- DIRECTIONS -
Every line below should come back exactly as written, though the pictures stay out.
++++ DATA SHOWN ++++
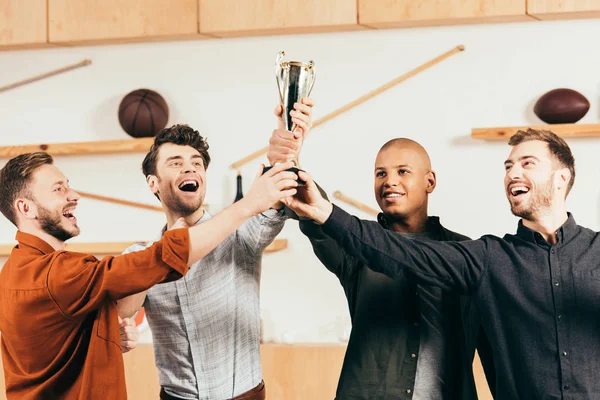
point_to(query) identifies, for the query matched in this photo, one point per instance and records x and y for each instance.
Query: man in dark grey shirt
(538, 290)
(408, 341)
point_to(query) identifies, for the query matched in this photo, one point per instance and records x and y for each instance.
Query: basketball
(143, 113)
(561, 106)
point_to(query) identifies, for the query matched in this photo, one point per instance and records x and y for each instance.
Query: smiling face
(534, 180)
(403, 179)
(52, 203)
(180, 180)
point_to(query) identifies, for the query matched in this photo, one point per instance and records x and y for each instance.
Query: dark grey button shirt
(408, 341)
(540, 304)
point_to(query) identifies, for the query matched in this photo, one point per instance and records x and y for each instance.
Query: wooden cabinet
(22, 22)
(563, 9)
(93, 20)
(406, 13)
(261, 17)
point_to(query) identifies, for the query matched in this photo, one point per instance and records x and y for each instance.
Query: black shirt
(539, 303)
(388, 319)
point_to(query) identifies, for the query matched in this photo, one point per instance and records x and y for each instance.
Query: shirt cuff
(273, 213)
(176, 249)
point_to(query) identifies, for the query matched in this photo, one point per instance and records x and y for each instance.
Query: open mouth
(68, 214)
(189, 185)
(392, 195)
(518, 191)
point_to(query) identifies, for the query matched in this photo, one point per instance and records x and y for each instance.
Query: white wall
(226, 89)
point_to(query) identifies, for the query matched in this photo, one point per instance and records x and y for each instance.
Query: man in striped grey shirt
(206, 326)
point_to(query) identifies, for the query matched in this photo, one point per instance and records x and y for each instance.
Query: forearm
(208, 235)
(450, 265)
(128, 306)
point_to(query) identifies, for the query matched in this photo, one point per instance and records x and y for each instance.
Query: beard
(51, 223)
(176, 204)
(540, 200)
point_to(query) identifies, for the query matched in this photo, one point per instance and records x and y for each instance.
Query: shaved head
(403, 180)
(408, 144)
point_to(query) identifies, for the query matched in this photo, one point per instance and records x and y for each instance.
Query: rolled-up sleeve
(80, 283)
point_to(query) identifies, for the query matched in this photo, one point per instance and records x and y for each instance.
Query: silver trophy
(295, 81)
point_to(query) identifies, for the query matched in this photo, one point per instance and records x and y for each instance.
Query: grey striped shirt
(206, 326)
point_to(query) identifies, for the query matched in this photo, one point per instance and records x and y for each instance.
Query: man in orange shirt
(71, 348)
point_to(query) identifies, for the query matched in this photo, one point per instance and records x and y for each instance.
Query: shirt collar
(33, 242)
(564, 233)
(433, 222)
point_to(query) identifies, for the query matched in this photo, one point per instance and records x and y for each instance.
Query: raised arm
(454, 266)
(80, 283)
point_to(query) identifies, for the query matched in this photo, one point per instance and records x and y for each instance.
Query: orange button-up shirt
(58, 315)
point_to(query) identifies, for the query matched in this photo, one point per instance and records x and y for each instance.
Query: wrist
(324, 210)
(244, 209)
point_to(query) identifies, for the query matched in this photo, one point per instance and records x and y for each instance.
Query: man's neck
(548, 223)
(415, 223)
(190, 219)
(51, 240)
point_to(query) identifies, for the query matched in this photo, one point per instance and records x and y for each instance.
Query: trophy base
(293, 169)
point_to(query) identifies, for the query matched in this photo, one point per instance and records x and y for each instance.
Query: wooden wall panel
(406, 13)
(93, 20)
(291, 372)
(260, 17)
(23, 22)
(563, 9)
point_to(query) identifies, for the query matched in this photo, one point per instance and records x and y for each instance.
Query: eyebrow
(394, 166)
(181, 158)
(521, 159)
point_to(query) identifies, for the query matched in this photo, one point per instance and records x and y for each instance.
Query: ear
(562, 177)
(431, 181)
(152, 181)
(26, 209)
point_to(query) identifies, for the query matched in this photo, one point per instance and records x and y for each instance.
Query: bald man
(408, 341)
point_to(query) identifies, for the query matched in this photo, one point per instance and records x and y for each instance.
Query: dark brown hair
(181, 135)
(15, 178)
(557, 146)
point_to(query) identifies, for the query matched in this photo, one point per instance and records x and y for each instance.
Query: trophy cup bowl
(295, 81)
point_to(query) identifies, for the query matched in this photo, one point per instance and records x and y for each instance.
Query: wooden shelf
(563, 130)
(67, 149)
(116, 248)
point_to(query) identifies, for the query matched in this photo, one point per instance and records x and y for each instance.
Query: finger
(279, 110)
(278, 168)
(281, 153)
(285, 175)
(300, 126)
(129, 345)
(286, 184)
(280, 135)
(308, 101)
(303, 109)
(288, 193)
(285, 143)
(302, 117)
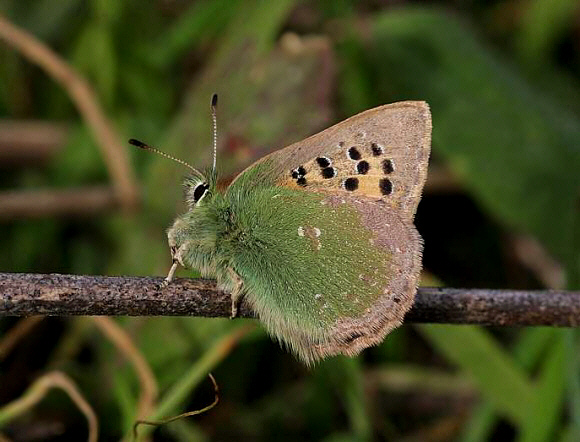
++++
- FINAL ANSWER -
point_to(query) identifies, for the query matched in this photo, one point per instance and records x and y for each instance.
Query: man in dark grey shirt
(538, 290)
(408, 341)
point_to(query) identifies, for the query matched in this photo, one point per instance and records x and y for each instance.
Query: basketball
(143, 113)
(561, 106)
point_to(query) identifies, for the query matched in this photo, one point per instance and records x and y for each instance.
Query: smiling face
(534, 180)
(403, 179)
(52, 203)
(180, 180)
point_to(query) identifies, for the query matched in this photo, one point per instance and records x and y for each instance.
Query: dark grey button shirt
(408, 341)
(540, 304)
point_to(query) identifies, for the query matched in this photo, one point per instance and records x and y for each instance.
Query: wooden cabinet
(22, 22)
(563, 9)
(93, 20)
(406, 13)
(261, 17)
point_to(query) identifies, for the query matched in this photo, one point per instance and records x and y for each instance.
Query: black shirt
(539, 303)
(388, 319)
point_to(query) identifies, for the query matched in this photo, one point per instance and records x and y for each instance.
Query: shirt cuff
(273, 213)
(176, 249)
point_to(query) identifies, for the query matched in this photo, one point per instance and records x and y for each instance.
Query: open mouth
(68, 214)
(189, 185)
(392, 195)
(518, 191)
point_to(query) identifies, for the query matched in this photo, one point per instance and records x and y for each instance.
Query: white wall
(226, 89)
point_to(query) identifies, for the query matched in this photo, one point per instance and records x and y for each instance.
Query: man in striped grey shirt
(206, 326)
point_to(query) identifies, for the query matched in this photo, one point per instance and records x and y for each instance.
Query: forearm
(208, 235)
(450, 265)
(128, 306)
point_to(query) identifies, for the query matched in this photo, one point per instance and records x and y for each instance.
Query: beard
(51, 223)
(176, 204)
(540, 200)
point_to(query) identifies, for the query matched in this photo, one point per instance and records x and y for each instance.
Query: shaved head
(403, 180)
(408, 144)
point_to(query) identifies, for the query matched in this photo, one point per instance and records x and y for each instance.
Query: rolled-up sleeve
(80, 283)
point_to(query) identifies, for the query matched in this photo, one point per instance and records x and y for each instance.
Query: silver trophy
(295, 81)
point_to(query) identifies, for the query matched in this photo, one point per instance and records x and y for each instance.
Query: grey striped shirt
(206, 326)
point_to(query) identifies, for the query matched in this photo, one point per instance and records x and y for each instance.
Query: man in orange shirt
(71, 348)
point_to(query) identifies, for the query matched in this photo, one point per instance and records x and y for each instance.
Query: shirt collar
(33, 242)
(564, 233)
(433, 222)
point_to(query) identifies, for the query matched in this photo, one point per instance and records x and y for each instance.
Query: raised arm
(454, 266)
(80, 283)
point_to(query) identifies, for the query matched in this photo, one point per instance and records x and y for each instance.
Query: orange button-up shirt
(58, 315)
point_to(query) identifies, for the query matched in this photo, one point per instance and records x and y for each instance.
Query: wrist
(324, 210)
(244, 209)
point_to(query) identifies, for the query matched in this photo, one point per instance and records x and y for each instance.
Query: man's neck
(548, 223)
(415, 223)
(190, 219)
(51, 240)
point_to(query) identifies, for the query matched in this photo, one point per instance and records x and y for each instance.
Query: trophy base
(293, 169)
point_to(query) identifies, for the query matched in this photo, one point per instance and records x and y for each instance.
Query: wooden wall panel
(406, 13)
(93, 20)
(291, 372)
(260, 17)
(23, 22)
(563, 9)
point_to(query) identifies, for the query matched in this photo, one point per instance and records x and y for each instance.
Query: eyebrow
(394, 166)
(181, 158)
(521, 159)
point_to(query) identifies, for the query matched in this photo, one point per instance and records x and y for each instance.
Query: ear
(562, 177)
(431, 181)
(152, 181)
(26, 209)
point_to(query) identifies, for the query matched in this photo, one point per instance and records x and y for each instance.
Query: bald man
(408, 341)
point_to(query) identifies, for the query matched in this photo, one point per instance and records x and y for each instance.
Query: dark brown hair
(181, 135)
(15, 178)
(557, 146)
point_to(query) identifies, for the query matched in this photo, one point per instance and records x and y for each instance.
Query: trophy cup bowl
(295, 81)
point_to(query) identifies, for the query matched in this photo, one point per instance and records x and y for each instance.
Query: wooden shelf
(563, 130)
(67, 149)
(116, 248)
point_to(query) identifies, for the query matched in this photo, one point per instance and records x and y for each instance.
Query: finger
(279, 110)
(278, 168)
(281, 153)
(285, 175)
(300, 126)
(129, 345)
(286, 184)
(280, 135)
(308, 101)
(303, 109)
(288, 193)
(285, 143)
(302, 117)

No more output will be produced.